■ Stated goal: How many lines in the records below contain the string "rind"? Reply with the number only.

■ Dataset:

• • • • • • •

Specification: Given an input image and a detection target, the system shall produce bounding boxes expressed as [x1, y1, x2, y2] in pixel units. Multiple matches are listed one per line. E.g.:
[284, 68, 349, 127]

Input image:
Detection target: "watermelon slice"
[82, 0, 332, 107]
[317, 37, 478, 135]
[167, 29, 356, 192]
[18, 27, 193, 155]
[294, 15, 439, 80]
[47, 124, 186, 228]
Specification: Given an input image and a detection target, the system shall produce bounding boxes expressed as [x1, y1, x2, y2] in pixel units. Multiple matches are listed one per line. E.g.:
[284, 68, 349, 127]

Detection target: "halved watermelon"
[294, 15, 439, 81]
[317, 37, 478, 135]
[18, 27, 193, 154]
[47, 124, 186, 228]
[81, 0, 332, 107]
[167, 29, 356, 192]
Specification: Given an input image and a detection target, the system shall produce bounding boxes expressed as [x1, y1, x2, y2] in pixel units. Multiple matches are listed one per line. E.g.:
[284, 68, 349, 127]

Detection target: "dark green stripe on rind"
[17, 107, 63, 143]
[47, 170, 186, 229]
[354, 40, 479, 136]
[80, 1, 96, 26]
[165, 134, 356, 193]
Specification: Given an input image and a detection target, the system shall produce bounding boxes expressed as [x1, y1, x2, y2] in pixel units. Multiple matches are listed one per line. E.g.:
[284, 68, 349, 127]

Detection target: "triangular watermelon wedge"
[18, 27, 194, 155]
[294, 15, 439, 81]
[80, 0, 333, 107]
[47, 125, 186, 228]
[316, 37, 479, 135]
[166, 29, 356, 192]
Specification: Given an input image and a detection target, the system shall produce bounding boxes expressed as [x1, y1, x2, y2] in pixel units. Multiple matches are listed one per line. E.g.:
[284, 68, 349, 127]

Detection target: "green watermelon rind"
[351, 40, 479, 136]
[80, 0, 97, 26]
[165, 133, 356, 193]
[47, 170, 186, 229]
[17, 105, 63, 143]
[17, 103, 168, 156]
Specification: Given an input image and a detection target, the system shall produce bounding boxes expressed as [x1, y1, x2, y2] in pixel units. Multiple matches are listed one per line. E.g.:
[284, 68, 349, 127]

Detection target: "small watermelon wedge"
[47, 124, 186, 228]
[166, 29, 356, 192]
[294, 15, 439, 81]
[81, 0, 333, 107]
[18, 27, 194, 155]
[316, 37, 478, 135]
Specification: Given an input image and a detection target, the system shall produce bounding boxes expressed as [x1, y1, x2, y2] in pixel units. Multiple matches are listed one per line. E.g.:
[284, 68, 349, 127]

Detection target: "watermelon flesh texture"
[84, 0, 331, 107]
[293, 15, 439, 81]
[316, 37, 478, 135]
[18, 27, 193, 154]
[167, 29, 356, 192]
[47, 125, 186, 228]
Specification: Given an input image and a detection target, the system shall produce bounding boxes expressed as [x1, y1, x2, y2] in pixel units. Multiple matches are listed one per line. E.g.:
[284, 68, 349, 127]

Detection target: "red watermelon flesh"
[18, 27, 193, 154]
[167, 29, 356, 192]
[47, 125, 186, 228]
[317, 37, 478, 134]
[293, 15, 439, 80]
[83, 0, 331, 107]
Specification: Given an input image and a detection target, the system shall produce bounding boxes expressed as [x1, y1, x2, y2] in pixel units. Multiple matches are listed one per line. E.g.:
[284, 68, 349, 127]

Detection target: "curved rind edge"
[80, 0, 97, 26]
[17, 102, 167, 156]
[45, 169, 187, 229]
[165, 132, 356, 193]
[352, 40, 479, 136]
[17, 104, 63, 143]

• • • • • • •

■ Answer: 3